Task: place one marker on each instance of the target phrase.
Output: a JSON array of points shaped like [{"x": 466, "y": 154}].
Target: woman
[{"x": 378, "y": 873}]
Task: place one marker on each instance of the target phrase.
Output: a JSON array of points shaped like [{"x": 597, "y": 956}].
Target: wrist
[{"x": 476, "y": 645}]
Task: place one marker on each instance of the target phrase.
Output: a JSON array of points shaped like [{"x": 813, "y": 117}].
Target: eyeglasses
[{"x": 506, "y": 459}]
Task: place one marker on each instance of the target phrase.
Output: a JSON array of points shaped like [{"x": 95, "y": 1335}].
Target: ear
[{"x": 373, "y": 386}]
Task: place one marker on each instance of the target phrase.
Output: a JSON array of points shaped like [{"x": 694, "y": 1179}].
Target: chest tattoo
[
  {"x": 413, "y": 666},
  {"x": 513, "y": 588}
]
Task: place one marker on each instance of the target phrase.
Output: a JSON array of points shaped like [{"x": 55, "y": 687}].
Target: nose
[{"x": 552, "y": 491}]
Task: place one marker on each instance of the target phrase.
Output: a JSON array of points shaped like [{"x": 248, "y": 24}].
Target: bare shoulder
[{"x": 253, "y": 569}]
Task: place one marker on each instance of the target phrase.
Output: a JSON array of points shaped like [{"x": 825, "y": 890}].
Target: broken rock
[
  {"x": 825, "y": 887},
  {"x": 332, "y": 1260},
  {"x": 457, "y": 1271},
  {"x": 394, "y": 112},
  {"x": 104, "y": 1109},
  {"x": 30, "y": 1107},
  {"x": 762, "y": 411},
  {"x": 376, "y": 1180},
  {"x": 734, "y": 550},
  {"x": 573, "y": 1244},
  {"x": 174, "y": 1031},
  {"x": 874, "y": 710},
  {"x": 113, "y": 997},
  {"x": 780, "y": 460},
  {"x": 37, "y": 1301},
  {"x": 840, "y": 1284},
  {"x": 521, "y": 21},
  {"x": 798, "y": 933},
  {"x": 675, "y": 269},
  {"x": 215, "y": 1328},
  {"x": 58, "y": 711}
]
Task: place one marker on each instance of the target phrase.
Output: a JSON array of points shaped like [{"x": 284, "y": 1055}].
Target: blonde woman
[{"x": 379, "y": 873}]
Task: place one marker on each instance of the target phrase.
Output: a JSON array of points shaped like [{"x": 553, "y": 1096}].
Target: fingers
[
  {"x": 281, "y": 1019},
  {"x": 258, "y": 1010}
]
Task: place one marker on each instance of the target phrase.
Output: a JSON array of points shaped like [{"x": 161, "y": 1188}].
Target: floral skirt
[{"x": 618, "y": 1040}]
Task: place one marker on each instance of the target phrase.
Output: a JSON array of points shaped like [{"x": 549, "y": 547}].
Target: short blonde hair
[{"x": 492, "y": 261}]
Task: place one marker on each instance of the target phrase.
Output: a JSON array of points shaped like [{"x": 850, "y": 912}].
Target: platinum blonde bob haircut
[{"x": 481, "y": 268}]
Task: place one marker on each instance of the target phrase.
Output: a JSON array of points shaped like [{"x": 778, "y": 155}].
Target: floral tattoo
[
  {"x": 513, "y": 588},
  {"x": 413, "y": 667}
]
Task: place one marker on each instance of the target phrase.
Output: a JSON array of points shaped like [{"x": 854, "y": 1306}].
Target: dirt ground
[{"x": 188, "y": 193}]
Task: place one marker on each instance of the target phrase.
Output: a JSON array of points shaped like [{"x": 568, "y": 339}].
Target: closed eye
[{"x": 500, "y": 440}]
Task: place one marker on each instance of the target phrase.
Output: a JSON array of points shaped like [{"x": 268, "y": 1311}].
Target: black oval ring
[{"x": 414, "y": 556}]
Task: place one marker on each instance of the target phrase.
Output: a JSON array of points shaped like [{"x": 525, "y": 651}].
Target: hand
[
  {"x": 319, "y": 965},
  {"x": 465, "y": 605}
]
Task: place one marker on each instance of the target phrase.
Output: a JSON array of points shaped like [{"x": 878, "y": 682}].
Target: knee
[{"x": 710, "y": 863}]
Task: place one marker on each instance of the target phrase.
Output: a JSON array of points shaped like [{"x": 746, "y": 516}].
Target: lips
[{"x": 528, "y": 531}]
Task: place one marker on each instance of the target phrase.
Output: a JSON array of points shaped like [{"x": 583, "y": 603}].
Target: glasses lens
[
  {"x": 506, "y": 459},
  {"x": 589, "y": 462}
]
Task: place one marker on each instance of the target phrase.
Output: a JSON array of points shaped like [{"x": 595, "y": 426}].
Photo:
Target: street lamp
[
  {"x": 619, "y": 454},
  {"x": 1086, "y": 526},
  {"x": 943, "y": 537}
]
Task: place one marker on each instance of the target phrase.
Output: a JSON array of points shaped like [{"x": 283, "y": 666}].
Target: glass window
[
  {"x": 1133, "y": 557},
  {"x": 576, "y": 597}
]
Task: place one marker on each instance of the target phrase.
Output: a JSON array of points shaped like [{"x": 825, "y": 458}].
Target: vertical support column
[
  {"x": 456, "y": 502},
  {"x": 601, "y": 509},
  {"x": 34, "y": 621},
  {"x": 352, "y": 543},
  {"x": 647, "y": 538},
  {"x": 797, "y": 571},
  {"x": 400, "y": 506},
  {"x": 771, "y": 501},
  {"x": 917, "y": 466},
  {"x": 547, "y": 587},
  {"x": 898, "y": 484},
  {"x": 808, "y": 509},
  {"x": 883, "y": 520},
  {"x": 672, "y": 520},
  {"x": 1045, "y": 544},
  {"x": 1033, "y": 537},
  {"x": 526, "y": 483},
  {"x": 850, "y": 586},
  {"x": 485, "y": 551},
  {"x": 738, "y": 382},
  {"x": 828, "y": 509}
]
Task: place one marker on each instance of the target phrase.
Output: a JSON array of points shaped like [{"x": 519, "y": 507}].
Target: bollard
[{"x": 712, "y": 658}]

================

**Exercise prompt**
Go through the entries above and restate each one exactly.

**Task output**
Task: place one marker on each instance of the target phrase.
Output: a JSON array of points shaped like [{"x": 466, "y": 154}].
Target: woman
[{"x": 378, "y": 873}]
Task: place one marker on each instance of the target phrase.
Output: a JSON array of points shaped like [{"x": 597, "y": 956}].
Target: wrist
[{"x": 476, "y": 645}]
Task: place one marker on each instance of the target phrase.
Output: a JSON array of points shaped like [{"x": 813, "y": 117}].
Target: eyeglasses
[{"x": 506, "y": 459}]
Task: place one marker on each instance of the target phrase.
Output: a JSON array of points shaped like [{"x": 95, "y": 1335}].
Target: ear
[{"x": 373, "y": 386}]
Task: place one marker on each instance of the target phrase.
Output: a JSON array of points shaped like [{"x": 694, "y": 1179}].
Target: chest tattoo
[
  {"x": 413, "y": 666},
  {"x": 513, "y": 588}
]
Task: place one marker on each instance of the target phrase.
Output: a JSON array of points shaped like [{"x": 55, "y": 687}].
Target: nose
[{"x": 552, "y": 491}]
Task: place one marker on each instance of the target phrase.
Output: a JSON array of points shaped like [{"x": 248, "y": 24}].
Target: bare shoulder
[{"x": 253, "y": 569}]
Task: place one marker on each instance of the target phrase.
Output: a JSON array of points shaped like [{"x": 825, "y": 890}].
Target: broken rock
[
  {"x": 825, "y": 887},
  {"x": 332, "y": 1260},
  {"x": 457, "y": 1271},
  {"x": 394, "y": 112},
  {"x": 104, "y": 1109},
  {"x": 30, "y": 1107},
  {"x": 762, "y": 411},
  {"x": 376, "y": 1180},
  {"x": 734, "y": 550},
  {"x": 573, "y": 1244},
  {"x": 174, "y": 1031},
  {"x": 874, "y": 710},
  {"x": 113, "y": 997},
  {"x": 780, "y": 460},
  {"x": 37, "y": 1301},
  {"x": 840, "y": 1284},
  {"x": 521, "y": 21},
  {"x": 798, "y": 933},
  {"x": 675, "y": 269},
  {"x": 215, "y": 1328},
  {"x": 58, "y": 711}
]
Task: place one marker on each instance of the target phrase.
Output: a JSON array of points shaped like [{"x": 284, "y": 1055}].
Target: blonde woman
[{"x": 379, "y": 873}]
Task: place one marker on each instance of the target phrase.
Output: a JSON array of points shaped like [{"x": 553, "y": 1096}].
Target: fingers
[
  {"x": 281, "y": 1019},
  {"x": 258, "y": 1010}
]
Task: place one marker on each instance of the target phrase.
Output: a JSON array of points shaped like [{"x": 161, "y": 1188}].
Target: floral skirt
[{"x": 618, "y": 1040}]
Task: place one marker on each instance of the target phrase.
Output: a JSON array of points shaped like [{"x": 549, "y": 547}].
Target: short blonde hair
[{"x": 492, "y": 261}]
Task: place one marker on each instance of the target phrase.
Output: a JSON array of points shaped like [{"x": 850, "y": 912}].
Target: platinum blonde bob haircut
[{"x": 481, "y": 268}]
Task: place one marker on each instance of the target phrase.
Output: a JSON array of points shaped like [{"x": 778, "y": 155}].
Target: floral tattoo
[
  {"x": 513, "y": 588},
  {"x": 413, "y": 667}
]
Task: place one marker on each instance of the target phrase.
Output: a JSON array of points shaped like [{"x": 854, "y": 1306}].
Target: dirt ground
[{"x": 188, "y": 193}]
Task: place one marker on each instance of the target phrase.
Output: a JSON array of points shaped like [{"x": 568, "y": 339}].
Target: closed eye
[{"x": 500, "y": 440}]
Task: place one marker on each instance of the target phrase.
Output: a JSON array of points shaped like [{"x": 268, "y": 1311}].
Target: black oval ring
[{"x": 414, "y": 556}]
Task: place one marker on each instance of the target phrase.
Output: a JSON array of points shaped like [{"x": 525, "y": 651}].
Target: hand
[
  {"x": 319, "y": 965},
  {"x": 465, "y": 605}
]
Task: place one marker on each instance of the target phrase.
Output: a JSON array of points shaped like [{"x": 878, "y": 682}].
Target: knee
[{"x": 710, "y": 863}]
Task: place one marker on each instance of the target phrase.
Output: a JSON array of points shaped like [{"x": 746, "y": 516}].
Target: lips
[{"x": 528, "y": 531}]
Task: place one marker on each instance of the target phrase.
Output: a JSON array of points shaped like [{"x": 583, "y": 603}].
Target: glasses lens
[
  {"x": 506, "y": 459},
  {"x": 589, "y": 462}
]
Task: place one marker on each instance of the target phrase.
Output: a JSON array of points shaped like [{"x": 595, "y": 426}].
Photo:
Target: street lamp
[
  {"x": 619, "y": 454},
  {"x": 1086, "y": 526},
  {"x": 943, "y": 537}
]
Task: place one marker on each instance of the target phrase.
Output: a JSON array of points shaped like [{"x": 283, "y": 666}].
Target: glass window
[
  {"x": 1133, "y": 557},
  {"x": 576, "y": 597}
]
Task: place one marker on each instance of the target phrase.
Output: a JSON array of points shaped like [{"x": 825, "y": 458}].
Target: vertical support column
[
  {"x": 456, "y": 502},
  {"x": 601, "y": 509},
  {"x": 34, "y": 621},
  {"x": 352, "y": 543},
  {"x": 647, "y": 538},
  {"x": 797, "y": 571},
  {"x": 400, "y": 506},
  {"x": 771, "y": 501},
  {"x": 917, "y": 466},
  {"x": 547, "y": 587},
  {"x": 898, "y": 484},
  {"x": 808, "y": 509},
  {"x": 883, "y": 520},
  {"x": 672, "y": 520},
  {"x": 1045, "y": 544},
  {"x": 1033, "y": 537},
  {"x": 526, "y": 483},
  {"x": 850, "y": 586},
  {"x": 485, "y": 551},
  {"x": 738, "y": 382},
  {"x": 828, "y": 509}
]
Task: place one marker on each instance of the target phrase.
Output: a JSON array of points shaped like [{"x": 519, "y": 507}].
Target: bollard
[{"x": 712, "y": 658}]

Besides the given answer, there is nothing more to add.